### WHAT THE TASK REQUIRES
Your task is to repeat the listing exactly.

____

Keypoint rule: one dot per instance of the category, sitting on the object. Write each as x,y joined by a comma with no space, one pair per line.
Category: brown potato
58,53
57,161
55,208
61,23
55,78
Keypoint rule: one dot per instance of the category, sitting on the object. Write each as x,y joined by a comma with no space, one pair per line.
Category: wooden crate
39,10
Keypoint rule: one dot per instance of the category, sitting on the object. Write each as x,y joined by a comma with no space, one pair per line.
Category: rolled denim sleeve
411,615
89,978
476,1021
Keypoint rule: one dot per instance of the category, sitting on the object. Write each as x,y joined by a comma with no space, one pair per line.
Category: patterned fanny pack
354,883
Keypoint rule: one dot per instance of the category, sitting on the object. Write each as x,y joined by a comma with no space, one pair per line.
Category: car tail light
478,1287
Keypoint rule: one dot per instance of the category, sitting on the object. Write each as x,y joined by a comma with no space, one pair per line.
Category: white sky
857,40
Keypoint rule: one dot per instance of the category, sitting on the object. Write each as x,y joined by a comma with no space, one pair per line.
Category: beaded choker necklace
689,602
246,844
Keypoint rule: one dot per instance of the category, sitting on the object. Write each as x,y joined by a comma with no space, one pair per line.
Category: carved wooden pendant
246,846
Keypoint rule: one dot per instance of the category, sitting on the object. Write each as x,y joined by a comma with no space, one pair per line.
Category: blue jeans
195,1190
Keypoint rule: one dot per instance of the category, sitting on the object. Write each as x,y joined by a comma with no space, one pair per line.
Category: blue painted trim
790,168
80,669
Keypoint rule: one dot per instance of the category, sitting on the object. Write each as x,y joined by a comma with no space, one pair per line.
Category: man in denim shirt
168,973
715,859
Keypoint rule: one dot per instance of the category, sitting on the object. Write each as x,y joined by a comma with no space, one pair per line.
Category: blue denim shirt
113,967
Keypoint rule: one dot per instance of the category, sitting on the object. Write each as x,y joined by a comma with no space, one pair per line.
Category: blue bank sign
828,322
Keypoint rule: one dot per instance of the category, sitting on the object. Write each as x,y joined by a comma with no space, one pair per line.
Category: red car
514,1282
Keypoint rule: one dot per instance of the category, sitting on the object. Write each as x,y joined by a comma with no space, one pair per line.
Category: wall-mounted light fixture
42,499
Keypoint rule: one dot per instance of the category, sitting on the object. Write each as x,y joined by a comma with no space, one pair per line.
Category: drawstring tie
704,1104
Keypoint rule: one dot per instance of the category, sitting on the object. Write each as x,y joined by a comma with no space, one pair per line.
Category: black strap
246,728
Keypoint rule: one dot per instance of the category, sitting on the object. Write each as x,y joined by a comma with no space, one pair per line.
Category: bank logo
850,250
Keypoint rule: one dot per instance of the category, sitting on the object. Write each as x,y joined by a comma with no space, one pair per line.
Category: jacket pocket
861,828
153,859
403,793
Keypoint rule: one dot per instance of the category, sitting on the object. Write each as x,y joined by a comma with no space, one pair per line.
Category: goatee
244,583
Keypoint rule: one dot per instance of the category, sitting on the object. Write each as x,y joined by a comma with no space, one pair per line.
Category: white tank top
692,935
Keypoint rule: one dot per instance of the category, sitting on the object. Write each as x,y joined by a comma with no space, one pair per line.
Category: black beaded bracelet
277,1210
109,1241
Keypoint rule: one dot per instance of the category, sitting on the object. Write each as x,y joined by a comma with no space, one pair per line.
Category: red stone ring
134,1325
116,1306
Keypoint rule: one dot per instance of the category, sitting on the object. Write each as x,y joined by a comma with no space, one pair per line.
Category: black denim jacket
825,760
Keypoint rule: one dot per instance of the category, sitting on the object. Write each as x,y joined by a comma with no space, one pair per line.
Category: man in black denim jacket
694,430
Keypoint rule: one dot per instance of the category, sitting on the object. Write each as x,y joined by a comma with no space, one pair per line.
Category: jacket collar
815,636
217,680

____

### SOLUTION TO THIS PROBLEM
Keypoint rule: one dot per instance of the category, sitting on the object. Write each as x,y joined by a comma with no space, one pair per line.
Category: brown potato
58,53
57,161
55,208
61,23
55,78
Keypoint rule: one dot per instance of the category, sitting on the object. Write each as x,y joined by a comma with no space, one pair per line.
Category: wooden crate
39,10
Keypoint rule: one dot per instance of the category, sitting on the object. Write each as x,y joined by a comma with no space, one pair per line.
Category: rolled denim sleeve
411,615
89,978
476,1021
Keypoint rule: one dot per instance of the category, sitting on the object. Write each as x,y joined by a comma with no space, one pair per line.
Category: patterned fanny pack
354,883
Keypoint rule: one dot per instance of the category, sitting on the object. Write each as x,y joined by a comma with no space, one pair per line.
Category: car tail light
478,1287
Keypoint rule: one dot per instance of the category, sitting on the object. Write each as x,y joined by a comma with no space, one pair per line.
Category: white sky
857,40
Keypoint rule: one dot per instance of the category, sitting on the object. Write each as x,y joined by a comma with no space, one pair per line.
Category: beaded choker necklace
689,602
246,844
Keypoint rule: one dot per instance of the category, sitting on the object. Write each as x,y joined by a comma with no space, one pair per line.
Category: carved wooden pendant
246,846
Keypoint rule: one dot per instance of the category, sitting on the object. Write each as x,y joined by a comma with no space, one pair per line.
Category: blue jeans
195,1190
Keypoint rule: one dot per instance of the category, sitting on the object. Write each as x,y joined by a comma with no space, one pair per line.
Category: blue painted trim
790,168
80,669
Keypoint rule: one dot per instance of the category, sitting on the object. Write each as x,y joined by a comma with no space, one pair per line.
Category: man in denim shirt
168,973
715,859
Keypoint rule: one dot per instance of the category, sitting on the object. Write each as x,y joined by a comma with no space, one pair per line.
Category: blue denim shirt
113,967
Keypoint rule: one dot per instance of the category, sitting on the object. Write each as x,y joined by a comma with no space, one pair per line.
Category: blue bank sign
828,322
Keypoint rule: one dot per instance of the category, sitting on the object. Write each as x,y joined by a comma with no space, one pair per line.
Category: red car
514,1282
Keypoint rule: one dot per instance of the category, sitting on the object. Write each as x,y joined by a comma with no space, one pair per line.
Category: wall-mounted light fixture
42,499
Keypoint rule: one dot per instance of the category, sitting on the object. Write each as x,y joined by a comma with no space, one pair per line.
Category: drawstring tie
704,1104
Keypoint rule: one dot per instance of the category, sitting on the object. Write each as x,y joined by a comma with no space, one pair per line.
Category: black strap
246,728
Keypoint rule: one dot per instance of the category, sitting on the object. Write each as x,y joined by a comma with no space, one pair per line.
Category: bank logo
850,250
Keypoint rule: one dot per instance of the category, sitting on the object. Write each as x,y joined by a comma with no space, one pair per line.
Category: jacket pocket
861,828
153,859
403,793
Keypoint rule: one dot per instance of the category, sitting on the object. Write each as x,y joined by a comma with no space, one pair per line.
Category: goatee
244,583
Keypoint rule: one dot per instance of the category, sitting on the object. Write each as x,y joined by a comma with no space, one pair per line.
Category: white tank top
692,935
Keypoint rule: one dot per instance of the category, sitting on the object. Write each as x,y joined by a comma with no space, one pair per line.
Category: black beaded bracelet
277,1210
109,1241
Keypoint rule: one dot per instance of the category, sitting on the object. Write each as x,y joined by a comma with no space, one pair per line.
Category: red stone ring
134,1325
116,1306
Keypoint rule: one dot per instance of the category, sitting on the object. Write each as x,y joined by a comma with no space, one pair per line.
Category: black denim jacket
825,760
Keypoint rule: one dot per instance of the category, sitting on the object. Write each as x,y joined by a comma with no space, one pair per line.
Category: man in black denim jacket
694,430
Keypoint rule: one dot per instance of the category, sitting on the object. Write each as x,y joined by a comma with no space, one pair per line.
Category: jacket collar
815,636
217,680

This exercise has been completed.